Data drawn from a collection:
((
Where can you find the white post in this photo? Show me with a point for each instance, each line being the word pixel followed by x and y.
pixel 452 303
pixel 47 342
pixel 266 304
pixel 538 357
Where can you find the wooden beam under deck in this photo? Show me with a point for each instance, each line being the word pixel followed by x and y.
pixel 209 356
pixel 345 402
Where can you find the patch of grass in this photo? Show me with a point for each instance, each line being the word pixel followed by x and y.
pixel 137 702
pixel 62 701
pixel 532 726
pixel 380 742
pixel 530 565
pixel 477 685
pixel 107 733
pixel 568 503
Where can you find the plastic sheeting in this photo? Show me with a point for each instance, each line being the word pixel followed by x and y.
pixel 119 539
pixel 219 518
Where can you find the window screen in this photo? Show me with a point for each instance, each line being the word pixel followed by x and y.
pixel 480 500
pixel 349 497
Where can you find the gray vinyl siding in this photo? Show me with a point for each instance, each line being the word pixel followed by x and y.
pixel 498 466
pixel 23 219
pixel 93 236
))
- AIM: Write out all of the material above again, replacing every "Show me" with "Indicate" and keeping everything else unchanged.

- OUTPUT FOR THIS EXERCISE:
Where can you find the white post in this photo? Indicate with a point for each instance, each line being the word pixel followed by x and y.
pixel 452 303
pixel 47 342
pixel 266 304
pixel 538 357
Where can you find the wooden beam under deck in this photo? Indicate with a point for each instance, each line being the word pixel followed by x and y.
pixel 209 356
pixel 345 402
Where can you find the patch of grass in this photo? Indicate with a point for each instance, each line being the word pixel followed by x and y.
pixel 137 702
pixel 62 701
pixel 532 726
pixel 380 742
pixel 530 565
pixel 477 685
pixel 107 733
pixel 568 503
Where can you find the plastic sheeting in this photo? Indicate with a point for each instance, each line being the word pixel followed by x and y.
pixel 119 539
pixel 219 518
Where can you find the window screen in this photo? Indicate with a point for each instance, each line being the word pixel followed by x and y.
pixel 480 500
pixel 349 497
Where can you find the gray vinyl siding in this photo? Indicate with a point for each instance, each line being the word pixel followed by x and y.
pixel 498 466
pixel 23 219
pixel 93 236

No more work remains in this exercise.